-- BEGIN Data excerpts --
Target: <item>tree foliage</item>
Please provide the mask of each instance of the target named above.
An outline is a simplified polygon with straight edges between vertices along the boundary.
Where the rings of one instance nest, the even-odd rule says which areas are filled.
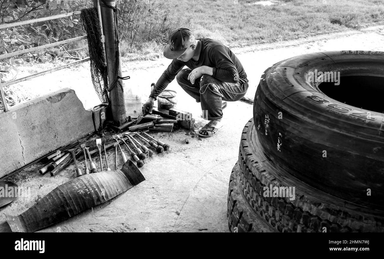
[[[1,23],[56,15],[89,7],[90,1],[81,0],[0,0]],[[88,5],[88,6],[84,6]],[[84,35],[78,19],[72,16],[31,24],[10,27],[0,31],[0,53],[4,54],[30,48]],[[8,59],[0,63],[0,77],[17,66],[32,60],[37,62],[52,62],[58,58],[70,57],[67,48],[77,46],[68,44],[43,51],[33,52]]]

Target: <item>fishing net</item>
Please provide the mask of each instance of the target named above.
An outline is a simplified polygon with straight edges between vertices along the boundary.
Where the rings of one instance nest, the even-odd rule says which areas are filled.
[[[94,7],[82,9],[81,19],[83,29],[88,38],[91,76],[93,87],[102,102],[110,104],[107,65],[97,9]]]
[[[115,87],[118,86],[123,89],[122,83],[121,79],[129,79],[129,76],[122,77],[120,76],[120,38],[118,19],[119,16],[119,9],[107,4],[104,0],[101,0],[100,5],[113,9],[115,20],[115,33],[116,35],[116,73],[113,75],[110,86],[108,87],[107,82],[107,69],[106,63],[105,54],[104,51],[103,43],[101,41],[101,31],[99,22],[97,9],[94,7],[83,9],[81,10],[81,17],[83,28],[88,36],[88,48],[89,49],[89,58],[91,61],[91,74],[92,82],[96,92],[102,102],[108,102],[111,103],[109,92]],[[105,79],[105,80],[104,80]],[[102,82],[102,83],[101,82]]]

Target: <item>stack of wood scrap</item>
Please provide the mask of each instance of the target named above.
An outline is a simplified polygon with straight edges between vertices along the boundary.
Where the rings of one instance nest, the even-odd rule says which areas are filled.
[[[178,124],[184,128],[191,129],[195,127],[195,119],[190,112],[172,108],[169,109],[169,115],[174,116]]]
[[[149,130],[151,131],[172,132],[175,124],[188,129],[193,129],[195,119],[190,112],[174,108],[169,110],[154,108],[153,114],[141,115],[134,120],[119,126],[110,125],[116,131],[127,128],[129,131]]]

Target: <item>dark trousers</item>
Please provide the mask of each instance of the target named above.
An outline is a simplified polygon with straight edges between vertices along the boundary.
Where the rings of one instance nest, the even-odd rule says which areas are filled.
[[[203,118],[212,120],[223,117],[222,101],[235,102],[243,98],[248,89],[248,83],[239,81],[236,84],[222,82],[212,76],[204,74],[192,84],[188,79],[192,71],[182,69],[176,77],[177,83],[184,91],[201,103]]]

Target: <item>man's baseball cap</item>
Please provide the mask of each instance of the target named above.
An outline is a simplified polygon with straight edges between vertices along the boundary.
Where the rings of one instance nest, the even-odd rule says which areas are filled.
[[[167,58],[177,58],[194,42],[195,36],[192,31],[184,27],[178,28],[169,35],[168,45],[163,54]]]

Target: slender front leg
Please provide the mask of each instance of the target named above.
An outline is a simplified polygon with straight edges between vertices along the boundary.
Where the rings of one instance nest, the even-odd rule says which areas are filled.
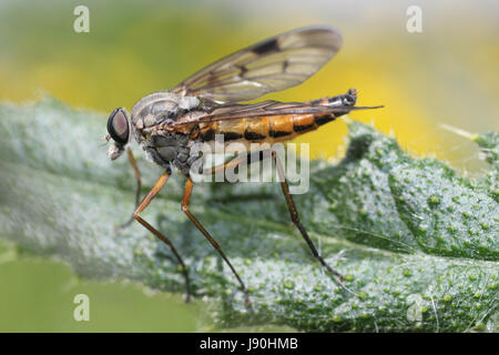
[[[231,267],[232,273],[240,282],[241,288],[244,292],[244,298],[246,304],[249,304],[249,298],[247,294],[246,286],[244,285],[243,281],[241,280],[240,275],[235,271],[234,266],[232,266],[231,262],[228,261],[227,256],[225,256],[224,252],[220,247],[218,243],[210,235],[210,233],[203,227],[203,225],[197,221],[197,219],[189,211],[189,203],[191,200],[191,193],[192,193],[192,179],[187,178],[187,181],[185,182],[185,190],[184,190],[184,197],[182,199],[182,211],[187,215],[187,217],[195,224],[195,226],[203,233],[203,235],[208,240],[208,242],[213,245],[213,247],[218,252],[218,254],[222,256],[222,258],[227,263],[228,267]]]
[[[141,187],[142,187],[141,172],[139,171],[139,166],[136,165],[135,159],[133,158],[133,153],[130,148],[126,149],[126,153],[129,155],[130,164],[132,164],[133,171],[135,172],[135,180],[136,180],[135,209],[136,209],[139,206],[139,203],[141,202]],[[133,217],[133,213],[132,213],[132,215],[125,223],[116,226],[116,231],[128,227],[130,224],[132,224],[133,220],[134,220],[134,217]]]
[[[320,256],[320,254],[317,252],[317,248],[315,247],[314,243],[312,242],[310,237],[308,236],[307,231],[302,225],[302,222],[299,222],[298,211],[296,211],[295,203],[293,202],[293,197],[289,194],[289,187],[287,185],[286,176],[284,174],[283,165],[281,164],[281,160],[277,156],[275,151],[272,151],[272,158],[275,160],[275,165],[277,169],[277,174],[279,175],[281,180],[281,187],[283,189],[283,194],[286,197],[287,207],[291,213],[291,217],[293,223],[296,225],[296,227],[299,230],[299,233],[302,233],[302,236],[304,237],[305,242],[308,244],[308,247],[312,251],[312,254],[314,254],[315,258],[319,261],[319,263],[327,268],[329,273],[332,273],[335,277],[337,277],[337,281],[339,283],[343,283],[343,276],[337,273],[333,267],[330,267],[326,261]]]
[[[165,172],[163,175],[161,175],[160,179],[157,179],[154,186],[151,189],[151,191],[145,195],[144,200],[139,204],[139,206],[135,209],[135,212],[133,213],[133,217],[139,221],[140,224],[145,226],[151,233],[153,233],[155,236],[157,236],[162,242],[164,242],[172,250],[173,254],[175,255],[176,260],[179,261],[179,264],[182,266],[182,273],[184,274],[185,278],[185,287],[186,287],[186,302],[191,298],[191,290],[190,290],[190,283],[189,283],[189,274],[187,268],[185,267],[184,261],[180,256],[179,252],[176,251],[175,246],[173,246],[173,243],[164,236],[161,232],[159,232],[156,229],[154,229],[151,224],[149,224],[145,220],[143,220],[140,214],[149,206],[151,201],[160,193],[161,189],[163,189],[164,184],[170,178],[170,172]]]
-- END Data excerpts --
**Problem to work on:** Repeat the listing verbatim. Skip the pictures.

**Solution:**
Target: <item>tree foliage</item>
Please provide the mask of each instance of the target named above.
An outline is a simplified polygon with straight edges between vertices along the boundary.
Where the rings of one instance nest, the even-odd rule says which areas are filled.
[[[1,23],[56,15],[89,7],[90,1],[81,0],[0,0]],[[88,5],[88,6],[84,6]],[[84,35],[78,19],[72,16],[31,24],[10,27],[0,31],[0,53],[4,54],[30,48]],[[8,59],[0,63],[0,77],[17,66],[32,60],[37,62],[52,62],[58,58],[70,57],[67,48],[77,46],[68,44],[43,51],[33,52]]]

Target: <item>fishing net</item>
Please provide the mask of each instance of the target named above.
An outline is a simplified polygon with straight edges between vertices along the boundary.
Where the rings of one instance nest, the even-odd rule says which areas are filled.
[[[94,7],[82,9],[81,19],[83,29],[88,38],[91,76],[93,87],[102,102],[110,104],[107,65],[97,9]]]
[[[115,87],[118,86],[123,89],[122,83],[121,79],[129,79],[129,76],[122,77],[120,76],[120,38],[118,19],[119,16],[119,9],[107,4],[104,0],[101,0],[100,5],[113,9],[115,20],[115,33],[116,35],[116,73],[113,75],[110,86],[108,87],[107,82],[107,69],[106,63],[105,54],[104,51],[103,43],[101,41],[101,31],[99,22],[97,9],[94,7],[83,9],[81,10],[81,17],[83,28],[88,36],[88,48],[89,49],[89,58],[91,61],[91,74],[92,82],[96,92],[102,102],[108,102],[111,103],[109,92]],[[105,79],[105,80],[104,80]],[[102,82],[102,83],[101,82]]]

Target: <item>stack of wood scrap</item>
Please provide the mask of each instance of the target named above.
An outline is a simplified polygon with straight edges between vertices along the boundary.
Where the rings of one instance nest, the even-odd rule says which areas are filled.
[[[178,124],[184,128],[191,129],[195,127],[195,119],[190,112],[172,108],[169,109],[169,115],[174,116]]]
[[[149,130],[151,131],[172,132],[175,124],[188,129],[193,129],[195,119],[190,112],[174,108],[169,110],[154,108],[153,114],[141,115],[134,120],[119,126],[110,125],[116,131],[127,128],[129,131]]]

Target: <item>dark trousers</item>
Please provide the mask of each instance of the target named above.
An outline is a simplified polygon with straight edges between vertices along the boundary.
Where the rings of one instance nest, the even-odd rule says which areas are filled.
[[[203,118],[212,120],[223,117],[222,101],[235,102],[243,98],[248,89],[248,83],[239,81],[236,84],[222,82],[212,76],[204,74],[192,84],[188,79],[192,71],[182,69],[176,77],[177,83],[184,91],[201,103]]]

Target: <item>man's baseball cap</item>
Please provide the mask of each instance of the target named above.
An outline is a simplified polygon with straight edges between vertices along the boundary.
Where the rings of one instance nest, the even-odd rule says which areas are filled.
[[[167,58],[177,58],[194,42],[195,36],[192,31],[184,27],[178,28],[169,35],[168,45],[163,54]]]

Target: slender front leg
Please provide the mask of each instance of the target named above.
An outline is a simplified polygon with straight edges between vertices along the boundary.
Where the rings of one instance nest, the even-odd rule says which areas are filled.
[[[231,267],[232,273],[240,282],[241,288],[244,292],[244,298],[246,304],[249,304],[249,298],[247,294],[246,286],[244,285],[243,281],[241,280],[240,275],[235,271],[234,266],[232,266],[231,262],[228,261],[227,256],[225,256],[224,252],[220,247],[218,243],[210,235],[210,233],[203,227],[203,225],[197,221],[197,219],[189,211],[189,203],[191,200],[191,193],[192,193],[192,179],[187,178],[187,181],[185,182],[185,190],[184,190],[184,197],[182,199],[182,211],[187,215],[187,217],[195,224],[195,226],[203,233],[203,235],[208,240],[208,242],[213,245],[213,247],[218,252],[218,254],[222,256],[222,258],[227,263],[228,267]]]
[[[141,187],[142,187],[141,172],[139,171],[139,166],[136,165],[135,159],[133,158],[133,153],[130,148],[126,149],[126,153],[129,155],[130,164],[132,164],[133,171],[135,172],[135,180],[136,180],[135,209],[136,209],[139,206],[139,203],[141,202]],[[133,217],[133,213],[132,213],[132,215],[125,223],[116,226],[116,231],[128,227],[130,224],[132,224],[133,220],[134,220],[134,217]]]
[[[320,256],[320,254],[317,252],[317,248],[315,247],[314,243],[312,242],[310,237],[308,236],[307,231],[302,225],[302,222],[299,222],[298,211],[296,211],[295,203],[293,202],[293,197],[289,194],[289,187],[287,185],[286,176],[284,174],[283,165],[281,164],[281,160],[277,156],[275,151],[272,151],[272,158],[275,160],[275,165],[277,169],[277,174],[279,175],[281,180],[281,187],[283,189],[283,194],[286,197],[287,207],[291,213],[291,217],[293,223],[296,225],[296,227],[299,230],[299,233],[302,233],[302,236],[304,237],[305,242],[308,244],[308,247],[312,251],[312,254],[314,254],[315,258],[319,261],[319,263],[327,268],[329,273],[332,273],[335,277],[337,277],[337,281],[339,283],[343,283],[343,276],[337,273],[333,267],[330,267],[326,261]]]
[[[165,172],[163,175],[161,175],[160,179],[157,179],[154,186],[151,189],[151,191],[145,195],[144,200],[139,204],[139,206],[135,209],[135,212],[133,213],[133,217],[139,221],[140,224],[145,226],[151,233],[153,233],[155,236],[157,236],[162,242],[164,242],[172,250],[173,254],[175,255],[176,260],[179,261],[179,264],[182,266],[182,273],[184,274],[185,278],[185,287],[186,287],[186,302],[191,298],[191,290],[190,290],[190,283],[189,283],[189,274],[187,268],[185,267],[184,261],[180,256],[179,252],[176,251],[175,246],[173,246],[173,243],[164,236],[161,232],[159,232],[156,229],[154,229],[151,224],[149,224],[145,220],[143,220],[140,214],[149,206],[151,201],[160,193],[161,189],[163,189],[164,184],[170,178],[170,172]]]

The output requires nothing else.